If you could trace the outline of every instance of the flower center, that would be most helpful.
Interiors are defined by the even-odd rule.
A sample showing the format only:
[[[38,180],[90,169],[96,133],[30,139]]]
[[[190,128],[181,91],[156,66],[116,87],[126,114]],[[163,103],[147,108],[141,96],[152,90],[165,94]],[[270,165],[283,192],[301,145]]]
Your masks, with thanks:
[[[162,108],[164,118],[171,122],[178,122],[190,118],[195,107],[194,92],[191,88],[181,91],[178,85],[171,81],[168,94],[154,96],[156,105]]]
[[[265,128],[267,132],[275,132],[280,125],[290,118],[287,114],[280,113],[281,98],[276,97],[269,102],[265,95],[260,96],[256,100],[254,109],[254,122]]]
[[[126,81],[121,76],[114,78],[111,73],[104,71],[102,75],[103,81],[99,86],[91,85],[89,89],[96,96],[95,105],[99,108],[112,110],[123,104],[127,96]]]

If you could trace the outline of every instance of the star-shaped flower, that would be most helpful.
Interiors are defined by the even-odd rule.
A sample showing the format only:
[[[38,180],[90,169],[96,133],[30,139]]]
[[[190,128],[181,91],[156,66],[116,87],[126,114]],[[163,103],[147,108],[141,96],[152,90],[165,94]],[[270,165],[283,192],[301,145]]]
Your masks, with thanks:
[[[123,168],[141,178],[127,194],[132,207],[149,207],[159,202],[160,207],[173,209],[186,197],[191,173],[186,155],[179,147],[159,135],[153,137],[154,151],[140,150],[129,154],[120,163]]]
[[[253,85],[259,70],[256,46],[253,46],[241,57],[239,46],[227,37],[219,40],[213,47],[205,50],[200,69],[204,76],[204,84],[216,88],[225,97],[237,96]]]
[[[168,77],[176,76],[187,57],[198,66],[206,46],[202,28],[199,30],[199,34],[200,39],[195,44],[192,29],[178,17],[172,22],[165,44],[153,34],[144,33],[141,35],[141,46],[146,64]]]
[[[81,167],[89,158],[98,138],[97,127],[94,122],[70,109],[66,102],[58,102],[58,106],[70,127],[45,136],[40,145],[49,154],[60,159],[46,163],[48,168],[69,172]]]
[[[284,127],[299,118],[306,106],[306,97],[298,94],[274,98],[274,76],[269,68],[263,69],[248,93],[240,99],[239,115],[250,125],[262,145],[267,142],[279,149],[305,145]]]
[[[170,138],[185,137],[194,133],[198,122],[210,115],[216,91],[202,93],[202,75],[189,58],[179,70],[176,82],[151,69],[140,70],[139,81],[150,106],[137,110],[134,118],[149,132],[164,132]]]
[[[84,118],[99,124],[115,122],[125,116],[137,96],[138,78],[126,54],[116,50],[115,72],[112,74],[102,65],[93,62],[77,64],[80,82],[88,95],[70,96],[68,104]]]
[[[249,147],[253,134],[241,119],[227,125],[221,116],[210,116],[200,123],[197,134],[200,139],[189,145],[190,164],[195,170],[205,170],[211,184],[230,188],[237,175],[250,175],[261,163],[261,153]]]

▬▬▬

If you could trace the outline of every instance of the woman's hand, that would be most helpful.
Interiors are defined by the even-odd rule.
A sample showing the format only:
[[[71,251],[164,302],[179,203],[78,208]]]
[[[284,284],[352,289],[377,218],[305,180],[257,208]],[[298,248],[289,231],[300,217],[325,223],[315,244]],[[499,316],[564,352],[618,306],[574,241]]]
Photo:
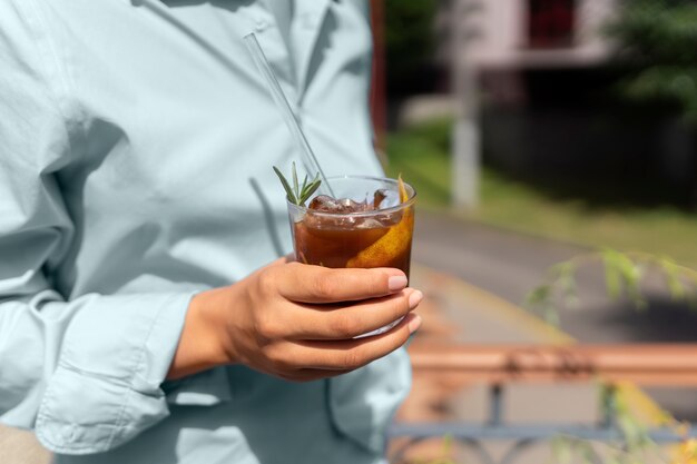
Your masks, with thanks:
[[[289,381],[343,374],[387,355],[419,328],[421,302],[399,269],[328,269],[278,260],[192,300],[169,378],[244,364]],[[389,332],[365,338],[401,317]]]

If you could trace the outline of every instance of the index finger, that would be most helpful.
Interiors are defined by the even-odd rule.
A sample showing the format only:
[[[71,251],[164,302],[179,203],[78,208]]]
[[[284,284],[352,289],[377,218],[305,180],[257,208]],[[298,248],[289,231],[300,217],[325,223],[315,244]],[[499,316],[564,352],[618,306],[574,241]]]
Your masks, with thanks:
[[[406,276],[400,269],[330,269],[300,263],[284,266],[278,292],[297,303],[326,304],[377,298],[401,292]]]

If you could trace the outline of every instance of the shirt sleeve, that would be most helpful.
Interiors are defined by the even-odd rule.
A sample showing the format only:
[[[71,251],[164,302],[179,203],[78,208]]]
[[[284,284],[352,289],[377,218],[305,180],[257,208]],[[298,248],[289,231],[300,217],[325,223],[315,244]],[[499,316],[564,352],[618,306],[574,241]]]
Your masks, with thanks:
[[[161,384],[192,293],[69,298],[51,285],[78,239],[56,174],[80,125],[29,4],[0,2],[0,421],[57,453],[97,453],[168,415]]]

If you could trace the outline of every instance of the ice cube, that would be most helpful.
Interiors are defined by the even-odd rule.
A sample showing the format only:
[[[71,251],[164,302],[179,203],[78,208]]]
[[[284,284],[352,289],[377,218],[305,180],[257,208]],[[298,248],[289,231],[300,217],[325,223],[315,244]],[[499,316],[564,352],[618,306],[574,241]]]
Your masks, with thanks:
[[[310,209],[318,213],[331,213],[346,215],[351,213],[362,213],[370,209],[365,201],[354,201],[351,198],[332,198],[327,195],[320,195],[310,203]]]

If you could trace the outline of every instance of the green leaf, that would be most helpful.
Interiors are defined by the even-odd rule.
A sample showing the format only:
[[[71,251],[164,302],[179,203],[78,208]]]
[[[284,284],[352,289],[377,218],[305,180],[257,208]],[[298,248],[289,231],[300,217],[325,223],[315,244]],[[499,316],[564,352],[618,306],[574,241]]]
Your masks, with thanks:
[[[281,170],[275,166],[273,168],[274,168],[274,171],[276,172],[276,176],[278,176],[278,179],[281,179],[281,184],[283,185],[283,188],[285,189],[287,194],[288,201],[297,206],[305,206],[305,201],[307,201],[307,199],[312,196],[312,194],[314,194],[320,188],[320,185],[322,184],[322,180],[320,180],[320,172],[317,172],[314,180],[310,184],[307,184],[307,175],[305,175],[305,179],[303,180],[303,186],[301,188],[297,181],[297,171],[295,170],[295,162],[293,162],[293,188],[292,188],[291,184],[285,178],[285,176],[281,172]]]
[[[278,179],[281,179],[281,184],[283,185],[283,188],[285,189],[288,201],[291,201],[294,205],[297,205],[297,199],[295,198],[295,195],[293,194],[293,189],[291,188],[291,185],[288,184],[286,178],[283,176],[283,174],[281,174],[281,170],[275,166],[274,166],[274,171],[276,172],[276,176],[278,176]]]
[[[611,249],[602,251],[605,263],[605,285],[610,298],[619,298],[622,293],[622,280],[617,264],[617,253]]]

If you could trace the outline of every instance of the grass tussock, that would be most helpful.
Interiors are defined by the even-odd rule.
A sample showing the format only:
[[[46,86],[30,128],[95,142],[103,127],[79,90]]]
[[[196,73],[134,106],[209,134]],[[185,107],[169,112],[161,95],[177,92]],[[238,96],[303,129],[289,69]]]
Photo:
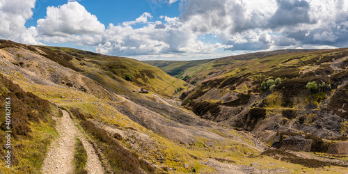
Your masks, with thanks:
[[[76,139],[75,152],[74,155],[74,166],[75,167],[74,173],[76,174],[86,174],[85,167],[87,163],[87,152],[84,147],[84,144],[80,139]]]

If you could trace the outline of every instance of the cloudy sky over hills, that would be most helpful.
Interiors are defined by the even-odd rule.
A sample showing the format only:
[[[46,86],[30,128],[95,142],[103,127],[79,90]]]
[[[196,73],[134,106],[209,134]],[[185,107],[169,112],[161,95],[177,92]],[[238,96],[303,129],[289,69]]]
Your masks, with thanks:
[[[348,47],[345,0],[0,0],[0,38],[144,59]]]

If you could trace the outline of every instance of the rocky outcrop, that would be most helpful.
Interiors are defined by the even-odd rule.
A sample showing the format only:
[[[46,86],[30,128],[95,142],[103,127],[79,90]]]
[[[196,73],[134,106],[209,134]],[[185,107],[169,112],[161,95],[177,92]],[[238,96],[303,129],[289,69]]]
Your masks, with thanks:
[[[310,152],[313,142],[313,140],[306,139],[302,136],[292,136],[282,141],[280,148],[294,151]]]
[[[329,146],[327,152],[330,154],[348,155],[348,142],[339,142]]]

▬▬▬

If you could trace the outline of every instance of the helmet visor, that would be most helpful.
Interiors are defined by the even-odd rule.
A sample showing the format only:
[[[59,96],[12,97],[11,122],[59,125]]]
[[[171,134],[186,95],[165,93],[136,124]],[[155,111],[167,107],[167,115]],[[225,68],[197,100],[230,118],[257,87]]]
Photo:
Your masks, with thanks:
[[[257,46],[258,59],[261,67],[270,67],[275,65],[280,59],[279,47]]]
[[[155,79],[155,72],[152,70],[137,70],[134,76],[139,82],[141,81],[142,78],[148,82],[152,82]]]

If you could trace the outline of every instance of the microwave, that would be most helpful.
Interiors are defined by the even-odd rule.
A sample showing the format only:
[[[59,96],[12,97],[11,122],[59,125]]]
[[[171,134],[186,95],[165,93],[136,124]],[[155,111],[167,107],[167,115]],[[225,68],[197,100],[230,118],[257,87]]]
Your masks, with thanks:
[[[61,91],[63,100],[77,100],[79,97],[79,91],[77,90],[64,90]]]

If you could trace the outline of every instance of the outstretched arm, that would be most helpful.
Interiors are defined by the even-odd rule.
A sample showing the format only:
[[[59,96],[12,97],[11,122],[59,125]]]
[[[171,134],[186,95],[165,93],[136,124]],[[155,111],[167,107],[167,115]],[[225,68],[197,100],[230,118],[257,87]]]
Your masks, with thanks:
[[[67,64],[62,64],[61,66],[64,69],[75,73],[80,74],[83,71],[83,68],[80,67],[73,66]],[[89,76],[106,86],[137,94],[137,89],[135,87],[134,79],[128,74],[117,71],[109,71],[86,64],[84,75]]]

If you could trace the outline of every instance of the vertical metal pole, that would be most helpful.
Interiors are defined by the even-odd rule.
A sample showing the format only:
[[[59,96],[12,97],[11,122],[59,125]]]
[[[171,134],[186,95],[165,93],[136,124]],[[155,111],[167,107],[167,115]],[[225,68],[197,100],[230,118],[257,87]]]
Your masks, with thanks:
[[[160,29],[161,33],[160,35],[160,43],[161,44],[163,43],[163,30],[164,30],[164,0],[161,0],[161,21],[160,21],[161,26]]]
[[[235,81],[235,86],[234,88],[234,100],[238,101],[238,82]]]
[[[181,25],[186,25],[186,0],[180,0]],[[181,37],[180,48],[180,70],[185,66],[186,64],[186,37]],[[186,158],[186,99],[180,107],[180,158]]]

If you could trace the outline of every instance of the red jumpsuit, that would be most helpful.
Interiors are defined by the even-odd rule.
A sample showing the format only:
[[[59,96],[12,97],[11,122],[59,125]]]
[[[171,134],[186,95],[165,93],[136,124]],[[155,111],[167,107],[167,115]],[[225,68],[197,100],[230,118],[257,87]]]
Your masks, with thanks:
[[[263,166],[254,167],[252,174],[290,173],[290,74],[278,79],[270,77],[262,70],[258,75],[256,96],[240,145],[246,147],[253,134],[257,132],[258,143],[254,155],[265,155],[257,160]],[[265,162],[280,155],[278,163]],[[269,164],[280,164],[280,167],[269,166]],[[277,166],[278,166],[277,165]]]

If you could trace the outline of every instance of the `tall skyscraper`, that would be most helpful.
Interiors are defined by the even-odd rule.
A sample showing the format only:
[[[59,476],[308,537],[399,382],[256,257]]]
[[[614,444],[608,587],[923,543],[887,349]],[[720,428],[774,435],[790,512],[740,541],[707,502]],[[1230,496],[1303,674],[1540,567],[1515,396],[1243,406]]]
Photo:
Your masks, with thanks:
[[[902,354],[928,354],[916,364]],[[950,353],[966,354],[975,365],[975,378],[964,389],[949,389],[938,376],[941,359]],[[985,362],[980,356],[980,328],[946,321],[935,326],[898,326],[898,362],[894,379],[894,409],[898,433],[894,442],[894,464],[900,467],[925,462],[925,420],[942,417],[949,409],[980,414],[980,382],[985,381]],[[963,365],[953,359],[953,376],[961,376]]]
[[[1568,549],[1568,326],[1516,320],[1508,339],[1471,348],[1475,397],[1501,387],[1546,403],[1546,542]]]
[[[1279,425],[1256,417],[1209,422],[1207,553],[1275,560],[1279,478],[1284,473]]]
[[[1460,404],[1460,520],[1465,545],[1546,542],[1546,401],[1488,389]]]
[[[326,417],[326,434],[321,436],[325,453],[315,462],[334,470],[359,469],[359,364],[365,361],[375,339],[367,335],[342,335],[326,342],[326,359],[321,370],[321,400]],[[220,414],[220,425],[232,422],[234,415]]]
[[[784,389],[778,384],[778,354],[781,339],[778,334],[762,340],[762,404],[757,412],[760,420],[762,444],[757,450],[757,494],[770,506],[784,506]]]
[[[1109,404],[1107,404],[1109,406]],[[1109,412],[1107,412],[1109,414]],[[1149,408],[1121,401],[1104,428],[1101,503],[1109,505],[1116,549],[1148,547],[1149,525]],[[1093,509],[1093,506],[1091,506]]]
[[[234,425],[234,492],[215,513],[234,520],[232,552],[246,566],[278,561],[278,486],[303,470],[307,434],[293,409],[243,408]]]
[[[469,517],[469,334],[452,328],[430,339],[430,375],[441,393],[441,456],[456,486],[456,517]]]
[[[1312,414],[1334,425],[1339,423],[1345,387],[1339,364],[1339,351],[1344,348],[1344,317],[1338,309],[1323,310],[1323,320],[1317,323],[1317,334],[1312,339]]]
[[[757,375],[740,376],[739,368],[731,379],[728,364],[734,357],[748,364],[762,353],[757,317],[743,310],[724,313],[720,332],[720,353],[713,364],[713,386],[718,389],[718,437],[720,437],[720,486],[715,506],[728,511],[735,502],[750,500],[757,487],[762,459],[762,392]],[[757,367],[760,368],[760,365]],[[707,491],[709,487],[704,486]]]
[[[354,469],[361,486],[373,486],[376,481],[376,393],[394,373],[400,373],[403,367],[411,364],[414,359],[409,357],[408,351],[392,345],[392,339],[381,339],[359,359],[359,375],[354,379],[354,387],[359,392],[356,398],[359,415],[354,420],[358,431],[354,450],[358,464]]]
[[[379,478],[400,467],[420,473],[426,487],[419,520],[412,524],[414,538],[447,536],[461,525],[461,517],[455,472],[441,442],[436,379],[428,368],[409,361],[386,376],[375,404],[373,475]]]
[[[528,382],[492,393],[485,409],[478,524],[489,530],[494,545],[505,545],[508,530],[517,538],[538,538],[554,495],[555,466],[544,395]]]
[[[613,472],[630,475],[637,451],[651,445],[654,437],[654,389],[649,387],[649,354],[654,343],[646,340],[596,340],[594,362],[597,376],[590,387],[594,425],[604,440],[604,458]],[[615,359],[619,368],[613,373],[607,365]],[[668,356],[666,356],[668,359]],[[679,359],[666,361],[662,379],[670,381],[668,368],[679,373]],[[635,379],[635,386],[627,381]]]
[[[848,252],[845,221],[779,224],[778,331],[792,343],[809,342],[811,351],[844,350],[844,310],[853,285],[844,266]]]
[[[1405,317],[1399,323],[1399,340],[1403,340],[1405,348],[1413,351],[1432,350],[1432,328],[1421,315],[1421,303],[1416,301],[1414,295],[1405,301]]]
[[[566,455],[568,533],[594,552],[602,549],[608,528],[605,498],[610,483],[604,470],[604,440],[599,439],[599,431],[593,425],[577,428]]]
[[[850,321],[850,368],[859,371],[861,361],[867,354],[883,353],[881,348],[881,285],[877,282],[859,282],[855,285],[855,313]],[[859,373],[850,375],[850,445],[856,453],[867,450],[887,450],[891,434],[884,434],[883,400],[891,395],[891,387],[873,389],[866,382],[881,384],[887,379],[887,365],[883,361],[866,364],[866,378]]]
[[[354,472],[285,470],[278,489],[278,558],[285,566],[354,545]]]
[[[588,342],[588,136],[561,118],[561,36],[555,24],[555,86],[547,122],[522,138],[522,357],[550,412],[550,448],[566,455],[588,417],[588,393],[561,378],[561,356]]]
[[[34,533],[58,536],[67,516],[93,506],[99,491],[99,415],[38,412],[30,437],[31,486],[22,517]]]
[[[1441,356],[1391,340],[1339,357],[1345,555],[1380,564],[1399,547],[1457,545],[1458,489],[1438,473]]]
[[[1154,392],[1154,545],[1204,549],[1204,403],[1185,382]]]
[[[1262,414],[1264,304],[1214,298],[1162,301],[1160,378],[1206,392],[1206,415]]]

▬▬▬

- [Task brief]:
Please gather every line of the listing above that contains the word "flower", copying each line in full. Case counts.

- [Response to this task]:
If you could trace the outline of every instance of the flower center, that would be most helpful.
If you could trace the outline of every instance of the star-shaped flower, that would be most helpful.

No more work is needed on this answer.